Referring expression grounding data:
+ + + +

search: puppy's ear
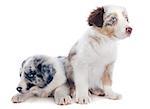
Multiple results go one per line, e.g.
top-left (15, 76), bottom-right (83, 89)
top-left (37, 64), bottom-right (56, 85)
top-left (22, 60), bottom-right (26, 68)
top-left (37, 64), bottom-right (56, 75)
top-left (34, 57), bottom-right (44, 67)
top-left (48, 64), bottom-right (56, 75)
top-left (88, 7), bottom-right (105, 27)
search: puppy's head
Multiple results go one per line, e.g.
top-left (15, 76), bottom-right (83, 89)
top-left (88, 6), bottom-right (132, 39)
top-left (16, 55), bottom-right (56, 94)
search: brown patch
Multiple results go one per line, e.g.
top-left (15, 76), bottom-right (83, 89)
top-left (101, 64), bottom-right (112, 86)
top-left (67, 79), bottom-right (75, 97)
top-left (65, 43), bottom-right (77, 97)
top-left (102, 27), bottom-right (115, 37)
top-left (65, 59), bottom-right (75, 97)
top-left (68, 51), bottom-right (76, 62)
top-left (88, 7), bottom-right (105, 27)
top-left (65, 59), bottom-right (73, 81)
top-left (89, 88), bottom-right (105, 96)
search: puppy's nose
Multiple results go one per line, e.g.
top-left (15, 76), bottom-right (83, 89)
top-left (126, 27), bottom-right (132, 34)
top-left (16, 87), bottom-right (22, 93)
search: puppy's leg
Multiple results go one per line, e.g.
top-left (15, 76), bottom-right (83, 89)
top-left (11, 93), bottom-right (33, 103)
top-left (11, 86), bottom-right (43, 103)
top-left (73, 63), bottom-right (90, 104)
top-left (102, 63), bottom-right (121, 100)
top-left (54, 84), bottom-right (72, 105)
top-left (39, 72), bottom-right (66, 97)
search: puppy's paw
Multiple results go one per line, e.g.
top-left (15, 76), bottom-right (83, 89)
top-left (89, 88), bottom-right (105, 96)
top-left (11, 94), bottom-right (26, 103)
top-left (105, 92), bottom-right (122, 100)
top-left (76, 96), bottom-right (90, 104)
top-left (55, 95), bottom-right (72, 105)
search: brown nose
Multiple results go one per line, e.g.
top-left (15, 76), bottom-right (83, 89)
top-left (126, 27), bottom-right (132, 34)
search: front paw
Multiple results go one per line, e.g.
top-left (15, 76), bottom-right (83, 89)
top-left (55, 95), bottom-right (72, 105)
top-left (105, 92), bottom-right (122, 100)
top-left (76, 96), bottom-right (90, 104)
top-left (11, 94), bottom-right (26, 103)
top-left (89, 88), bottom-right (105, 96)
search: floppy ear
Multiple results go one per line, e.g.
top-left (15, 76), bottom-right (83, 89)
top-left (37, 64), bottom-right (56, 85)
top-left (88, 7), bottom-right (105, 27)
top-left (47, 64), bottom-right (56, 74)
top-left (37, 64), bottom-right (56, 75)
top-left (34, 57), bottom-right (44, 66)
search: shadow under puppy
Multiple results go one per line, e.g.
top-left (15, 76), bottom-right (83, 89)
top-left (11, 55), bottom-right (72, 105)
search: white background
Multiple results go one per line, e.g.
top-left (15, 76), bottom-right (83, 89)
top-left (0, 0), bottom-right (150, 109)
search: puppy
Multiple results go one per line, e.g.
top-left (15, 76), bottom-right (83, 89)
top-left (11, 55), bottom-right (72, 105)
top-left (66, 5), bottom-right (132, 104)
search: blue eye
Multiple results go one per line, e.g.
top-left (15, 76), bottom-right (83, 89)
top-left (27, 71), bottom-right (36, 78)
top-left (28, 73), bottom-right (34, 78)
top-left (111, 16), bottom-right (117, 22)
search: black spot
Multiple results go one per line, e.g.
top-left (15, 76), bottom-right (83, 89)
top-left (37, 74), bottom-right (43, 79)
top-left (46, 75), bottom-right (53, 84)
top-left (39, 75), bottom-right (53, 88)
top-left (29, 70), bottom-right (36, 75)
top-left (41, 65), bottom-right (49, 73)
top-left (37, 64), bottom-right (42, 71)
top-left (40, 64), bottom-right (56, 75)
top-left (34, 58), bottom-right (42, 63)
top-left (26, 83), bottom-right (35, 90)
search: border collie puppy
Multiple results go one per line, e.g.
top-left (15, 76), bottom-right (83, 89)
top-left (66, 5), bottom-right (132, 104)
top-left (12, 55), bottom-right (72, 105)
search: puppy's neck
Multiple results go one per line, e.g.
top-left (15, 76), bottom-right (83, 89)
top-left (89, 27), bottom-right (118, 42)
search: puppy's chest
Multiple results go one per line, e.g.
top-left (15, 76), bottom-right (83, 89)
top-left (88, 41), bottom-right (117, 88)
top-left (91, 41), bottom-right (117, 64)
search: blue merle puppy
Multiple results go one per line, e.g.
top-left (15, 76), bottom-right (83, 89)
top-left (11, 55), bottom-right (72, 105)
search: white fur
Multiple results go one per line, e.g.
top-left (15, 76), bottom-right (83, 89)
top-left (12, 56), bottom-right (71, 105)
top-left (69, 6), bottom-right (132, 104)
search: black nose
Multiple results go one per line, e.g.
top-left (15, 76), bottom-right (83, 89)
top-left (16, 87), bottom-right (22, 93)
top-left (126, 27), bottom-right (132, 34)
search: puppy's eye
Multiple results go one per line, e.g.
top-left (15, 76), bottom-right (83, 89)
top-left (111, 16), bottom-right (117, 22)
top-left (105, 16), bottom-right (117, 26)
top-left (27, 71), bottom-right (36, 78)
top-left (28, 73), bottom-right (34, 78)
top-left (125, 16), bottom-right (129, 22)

+ + + +

What you will do:
Where a line of the records includes "blue", copy it.

Task response:
search: blue eye
search: blue merle puppy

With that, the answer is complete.